**Goal:** Retype all of the material below exactly as it appears, but leave out the pictures.

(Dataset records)
==============================

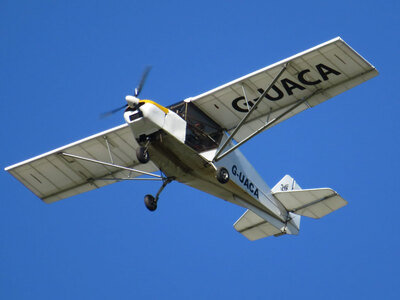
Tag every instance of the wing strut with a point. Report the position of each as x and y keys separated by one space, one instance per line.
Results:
x=110 y=165
x=217 y=156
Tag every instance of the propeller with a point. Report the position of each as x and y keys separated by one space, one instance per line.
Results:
x=131 y=100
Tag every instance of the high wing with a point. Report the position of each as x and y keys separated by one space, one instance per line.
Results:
x=67 y=171
x=310 y=78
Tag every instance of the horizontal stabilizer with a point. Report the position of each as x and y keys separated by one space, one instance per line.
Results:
x=254 y=227
x=313 y=203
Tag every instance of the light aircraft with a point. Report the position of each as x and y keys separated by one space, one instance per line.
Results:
x=196 y=142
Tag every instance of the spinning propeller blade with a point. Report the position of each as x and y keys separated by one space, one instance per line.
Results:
x=137 y=91
x=139 y=88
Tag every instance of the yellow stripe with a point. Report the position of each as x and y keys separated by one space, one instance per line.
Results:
x=164 y=109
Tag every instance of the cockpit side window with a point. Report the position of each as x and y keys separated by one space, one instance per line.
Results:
x=202 y=133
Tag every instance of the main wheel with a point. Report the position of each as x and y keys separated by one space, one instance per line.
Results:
x=150 y=202
x=222 y=175
x=142 y=155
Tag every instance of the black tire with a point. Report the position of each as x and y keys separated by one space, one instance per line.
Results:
x=150 y=202
x=142 y=155
x=222 y=175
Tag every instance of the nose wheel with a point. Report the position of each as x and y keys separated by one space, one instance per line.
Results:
x=150 y=201
x=142 y=155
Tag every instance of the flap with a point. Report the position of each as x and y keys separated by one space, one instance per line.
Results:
x=313 y=203
x=52 y=176
x=317 y=74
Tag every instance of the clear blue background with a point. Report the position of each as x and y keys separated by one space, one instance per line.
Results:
x=62 y=63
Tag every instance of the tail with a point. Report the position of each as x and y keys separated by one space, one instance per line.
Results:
x=314 y=203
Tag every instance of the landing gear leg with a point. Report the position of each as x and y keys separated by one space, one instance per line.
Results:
x=150 y=201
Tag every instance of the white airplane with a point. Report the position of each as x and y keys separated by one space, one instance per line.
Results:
x=196 y=142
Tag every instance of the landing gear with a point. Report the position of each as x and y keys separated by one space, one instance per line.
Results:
x=142 y=155
x=150 y=201
x=222 y=175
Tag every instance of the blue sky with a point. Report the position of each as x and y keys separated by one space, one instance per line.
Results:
x=65 y=62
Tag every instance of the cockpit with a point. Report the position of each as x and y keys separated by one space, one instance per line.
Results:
x=202 y=133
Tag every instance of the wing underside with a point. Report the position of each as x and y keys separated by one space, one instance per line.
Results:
x=54 y=175
x=312 y=76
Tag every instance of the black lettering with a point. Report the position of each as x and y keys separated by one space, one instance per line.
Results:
x=241 y=178
x=304 y=81
x=256 y=193
x=291 y=85
x=239 y=103
x=234 y=169
x=279 y=94
x=246 y=183
x=325 y=70
x=251 y=187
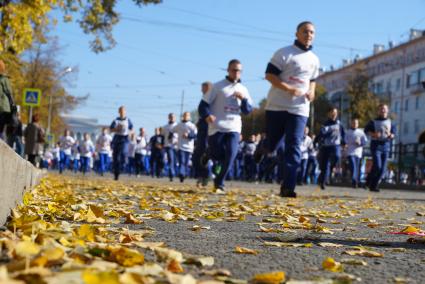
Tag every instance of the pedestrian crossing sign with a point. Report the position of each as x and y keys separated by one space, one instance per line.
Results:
x=32 y=97
x=50 y=138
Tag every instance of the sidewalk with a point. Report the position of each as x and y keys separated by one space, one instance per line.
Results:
x=104 y=227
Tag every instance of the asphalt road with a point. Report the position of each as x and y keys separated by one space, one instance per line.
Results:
x=355 y=217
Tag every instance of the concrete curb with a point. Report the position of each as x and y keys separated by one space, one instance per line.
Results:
x=16 y=176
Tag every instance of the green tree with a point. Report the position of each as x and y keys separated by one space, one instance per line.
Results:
x=21 y=21
x=39 y=67
x=363 y=103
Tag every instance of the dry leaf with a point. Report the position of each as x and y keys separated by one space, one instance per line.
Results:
x=269 y=278
x=329 y=245
x=353 y=261
x=330 y=264
x=175 y=266
x=243 y=250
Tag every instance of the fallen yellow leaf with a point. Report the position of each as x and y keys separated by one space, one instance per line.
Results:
x=330 y=264
x=245 y=250
x=269 y=278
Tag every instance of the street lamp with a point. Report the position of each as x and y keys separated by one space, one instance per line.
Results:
x=60 y=75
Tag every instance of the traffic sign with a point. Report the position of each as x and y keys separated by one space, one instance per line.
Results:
x=50 y=138
x=32 y=97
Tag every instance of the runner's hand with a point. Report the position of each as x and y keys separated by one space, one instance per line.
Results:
x=210 y=118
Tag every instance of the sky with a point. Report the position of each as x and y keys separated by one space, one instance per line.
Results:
x=165 y=51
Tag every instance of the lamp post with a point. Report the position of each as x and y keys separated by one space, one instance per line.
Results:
x=63 y=73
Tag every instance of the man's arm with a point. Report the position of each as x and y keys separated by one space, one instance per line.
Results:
x=311 y=94
x=277 y=83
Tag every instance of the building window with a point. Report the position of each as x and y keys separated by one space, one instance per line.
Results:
x=417 y=128
x=379 y=87
x=422 y=75
x=406 y=128
x=389 y=86
x=412 y=79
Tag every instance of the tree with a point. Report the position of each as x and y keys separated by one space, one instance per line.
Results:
x=40 y=68
x=363 y=103
x=21 y=21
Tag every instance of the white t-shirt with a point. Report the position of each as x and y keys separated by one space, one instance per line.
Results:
x=225 y=106
x=355 y=138
x=131 y=149
x=141 y=145
x=86 y=148
x=66 y=143
x=76 y=151
x=103 y=143
x=169 y=141
x=305 y=145
x=185 y=144
x=298 y=68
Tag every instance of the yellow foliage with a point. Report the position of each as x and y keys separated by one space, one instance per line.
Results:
x=269 y=278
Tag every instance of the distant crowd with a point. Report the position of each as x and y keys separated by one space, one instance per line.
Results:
x=214 y=149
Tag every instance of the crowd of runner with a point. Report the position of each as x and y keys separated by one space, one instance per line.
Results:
x=214 y=149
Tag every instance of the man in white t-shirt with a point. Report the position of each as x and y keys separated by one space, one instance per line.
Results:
x=292 y=72
x=186 y=133
x=170 y=144
x=103 y=146
x=355 y=139
x=221 y=108
x=66 y=142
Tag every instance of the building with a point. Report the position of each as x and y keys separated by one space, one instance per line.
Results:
x=398 y=77
x=80 y=125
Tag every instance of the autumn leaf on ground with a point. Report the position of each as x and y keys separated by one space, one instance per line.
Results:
x=130 y=219
x=360 y=251
x=269 y=278
x=329 y=245
x=26 y=249
x=243 y=250
x=126 y=257
x=330 y=264
x=180 y=279
x=353 y=261
x=86 y=232
x=199 y=260
x=284 y=244
x=100 y=277
x=165 y=254
x=175 y=266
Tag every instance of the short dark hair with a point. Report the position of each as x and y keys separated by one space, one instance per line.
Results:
x=300 y=25
x=233 y=61
x=332 y=108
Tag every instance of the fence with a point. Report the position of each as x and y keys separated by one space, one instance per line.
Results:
x=406 y=165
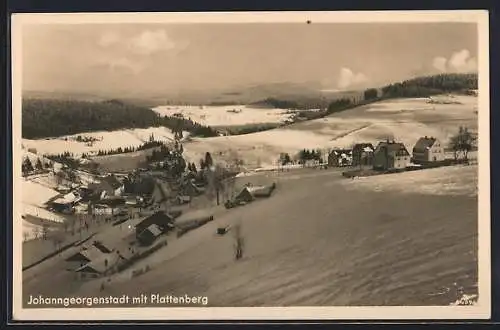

==============================

**Result:**
Tag every instance of the wing strut with a point. Report the position of each as x and y keys separated by one space, one instance per line.
Results:
x=110 y=165
x=217 y=156
Tag every instance of the propeller with a point. Report the position of each as x and y keys separated by one space, one instance per line.
Results:
x=131 y=100
Tag every instance of the high wing with a point. Report the position of each as x and y keys separated by one space, one instance per line.
Results:
x=67 y=171
x=310 y=78
Tag every instance of the horizontal stabilizer with a point. Report the position of each as x and y keys separated by one space, one instance per line.
Results:
x=254 y=227
x=313 y=203
Tag every instance of the light aircraft with a point. Report the position of each as x and y keys separated by one space, one instance per line.
Results:
x=196 y=142
Tag every instance of the spinning propeller blade with a point. Report the position of each as x and y keys separated by one space, one instance per line.
Results:
x=137 y=91
x=139 y=88
Tag every instance of the yellow stripe with a point. Report the position of each as x and y keys separated by one space, one instance per line.
Results:
x=164 y=109
Tag every instance of the cockpit side window with a point. Report the position of each as x and y keys separated by one space, one instance per line.
Results:
x=202 y=133
Tag every instance of the main wheel with a point. Report the position of each as x and y keys separated by one space, one instance per line.
Results:
x=150 y=202
x=222 y=175
x=142 y=155
Tag every instance of the black tire with a point. Report the position of each as x and y keys separated by one space, one instance per line.
Results:
x=150 y=202
x=142 y=155
x=222 y=175
Tag every instance of the nose wheel with a point. Report the position of each as x and y keys separated by one space, one instance per line.
Results:
x=150 y=201
x=142 y=155
Tag every instance of the flap with a point. Report the position of each as x and y keys separated by one space, one instance per line.
Results:
x=313 y=203
x=52 y=176
x=317 y=74
Tag every instance of the clear blue background with a point. Report the position of each as x and y keys separated by one space, one instance per line.
Results:
x=62 y=63
Tag every instance of the tail with a point. Report the position of each as x and y keys separated by one space, one instance per line.
Results:
x=314 y=203
Tag every instance of the landing gear leg with a point. Report the position of each as x and y keys separated by one space, one instance per line.
Results:
x=150 y=201
Tag every instance of the white airplane with a point. Report the position of each as x and y keys separated by one space, one instance per line.
Results:
x=196 y=142
Tag every instance of the landing gear with a point. Report the position of each as x and y keys separated by one space, one instance per line.
Results:
x=142 y=155
x=150 y=201
x=222 y=175
Tag every instance of the blue sky with a point. Report the position of each as x and y keys separated by one space, one instance per line.
Results:
x=65 y=62
Tag every instance of the cockpit with a point. Report the position of each as x and y keys separated by one space, one instance per line.
Results:
x=202 y=133
Tag every instance of the wing underside with a point. Report the position of each as x and y keys separated by one space, one instance per line.
Results:
x=54 y=175
x=312 y=76
Tag every instance of the black lettering with a point. Report the position of each as x and y keys separated by one space, one instance per line.
Results:
x=241 y=178
x=304 y=81
x=256 y=193
x=291 y=85
x=239 y=103
x=234 y=169
x=279 y=94
x=246 y=183
x=325 y=70
x=251 y=187
Tag every instance of the pedestrian crossing sign with a point. Report the position of each as x and y keys separated by one space, one instance per line.
Results:
x=32 y=97
x=50 y=138
Tag every instance of the sidewalk with a point. Report the position of each as x and y keys separated by one space, one instance per line.
Results:
x=104 y=227
Tag every instance of the asphalt road with a point. Report the position of each as x and y keys separated by one space, one instance per line.
Results:
x=355 y=217
Tag every instance of the concrete curb with a point. Report the position of each as x and y keys separated by one space, one instance per line.
Results:
x=16 y=176
Tag every instance of the green tree with a point. Report the position of each as x and y keys separated by one space, one instance per line.
Results:
x=21 y=21
x=39 y=67
x=363 y=103
Tag every instance of the dry leaf with a point. Report the position of each as x and y keys separated by one space, one instance per line.
Results:
x=269 y=278
x=329 y=245
x=353 y=261
x=330 y=264
x=175 y=266
x=243 y=250
Tag every instance of the fallen yellow leaf with a point. Report the position of each as x and y keys separated by one space, one instance per line.
Results:
x=330 y=264
x=245 y=250
x=269 y=278
Tag every instance of the street lamp with a point. Report the position of each as x and y keys separated by one space, one instance per line.
Results:
x=60 y=75
Tag every instance of the traffic sign with a point. Report the position of each as x and y keys separated by one space, one instance per line.
Results:
x=50 y=138
x=32 y=97
Tag every instance of the runner's hand with a point. Report the position of each as x and y keys separated by one space, one instance per line.
Results:
x=210 y=118
Tag every instance of the sky with a point. Report the position of each as x and y keys separated by one space, one instance per line.
Results:
x=165 y=51
Tag every instance of the lamp post with a point. Report the position of each as x and y keys separated by one space, one instance per line.
Results:
x=63 y=73
Tag every instance of the man's arm with a point. Report the position of each as x and y keys separated by one space, one instance per line.
Results:
x=311 y=94
x=277 y=83
Tag every instance of the building window with a point. Report the position of each as x and y keys separated by one space, one instance per line.
Results:
x=417 y=128
x=379 y=87
x=422 y=75
x=406 y=128
x=389 y=86
x=412 y=79
Tag every instance of the tree with a point. Report the position of each as x and y keys separated by one space, one instance per line.
Results:
x=40 y=68
x=363 y=103
x=21 y=21
Tag every instance of the white t-shirt with a point. Report the position of each as x and y keys separated by one space, one instance per line.
Results:
x=225 y=106
x=355 y=138
x=131 y=149
x=141 y=145
x=86 y=148
x=66 y=143
x=76 y=151
x=103 y=143
x=169 y=141
x=305 y=145
x=185 y=144
x=298 y=68
Tag every instance of the yellow foliage with a point. Report the position of each as x and y keys separated by one space, one instance per line.
Results:
x=269 y=278
Tag every instance of the distant crowd with a point. Report the position of each as x and y keys separated by one space, one instance per line.
Results:
x=214 y=149
Tag every instance of the crowd of runner with a point. Report the position of each as x and y keys separated by one space, one instance per line.
Results:
x=214 y=149
Tag every instance of the man in white t-shirt with a point. Report the position of each as x and y keys separated by one space, one instance per line.
Results:
x=292 y=72
x=186 y=133
x=170 y=144
x=103 y=146
x=355 y=139
x=221 y=108
x=66 y=142
Tag every instance of the building with a point. Report the position of each as x and y keys separated by one space, one instance per line.
Results:
x=398 y=77
x=80 y=125
Tag every instance of the autumn leaf on ground with a point. Report the position of each as x and y keys separated by one space, one instance per line.
Results:
x=130 y=219
x=360 y=251
x=269 y=278
x=329 y=245
x=26 y=249
x=243 y=250
x=126 y=257
x=330 y=264
x=180 y=279
x=353 y=261
x=86 y=232
x=199 y=260
x=284 y=244
x=100 y=277
x=165 y=254
x=175 y=266
Tag every instance of the short dark hair with a point. Report the position of each as x and y keys separated by one space, one instance per line.
Results:
x=300 y=25
x=233 y=61
x=332 y=108
Tag every instance of the fence with a point. Report the position of each as x and y keys separated by one space, one instance per line.
Results:
x=406 y=165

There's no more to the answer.